§ PROBLEM DESCRIPTION: Revise the TFNO description from "- Number of" to "prior FNO example)", changing "Compression rank" to "Tensor rank".

━━ TEXT PASSAGE ━━

The TFNO includes two key modifications from the standard FNO:
- Transformer-like architecture: Adds layer normalization, MLPs, and linear skip connections
- Tensorized spectral convolution: Low-rank approximation of weight tensors
- Input channels: 3 (ambient temperature, convection, heat generation)
- Output channels: 1 (temperature)
- Number of modes: 4 (retained Fourier modes per dimension)
- Hidden channels: 64
- FNO blocks: 4
- Compression rank: 0.05 (5% of original parameters in spectral layers)
- Grid resolution: 32×32×32
- Inference speed: 88ms per sample (batch size 1) on NVIDIA RTX 2080 Ti GPU and 230ms on Intel Xeon CPU (136x faster than FEM solver, 1.15x faster than the architecture from the prior FNO example)

━━━
━━ PROVIDED MATERIAL ━━

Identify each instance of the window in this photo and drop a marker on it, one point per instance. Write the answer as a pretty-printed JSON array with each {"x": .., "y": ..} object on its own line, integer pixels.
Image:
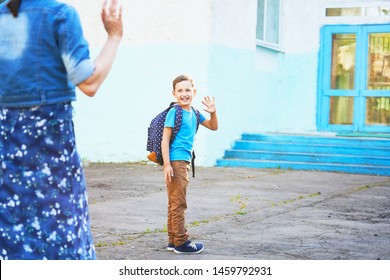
[{"x": 268, "y": 23}]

━━━

§ RESPONSE BELOW:
- Number of modes: 4 (retained Fourier modes per dimension)
- Hidden channels: 64
- FNO blocks: 4
- Tensor rank: 0.05 (5% of original parameters in spectral layers)
- Grid resolution: 32×32×32
- Inference speed: 88ms per sample (batch size 1) on NVIDIA RTX 2080 Ti GPU and 230ms on Intel Xeon CPU (136x faster than FEM solver, 1.15x faster than the architecture from the prior FNO example)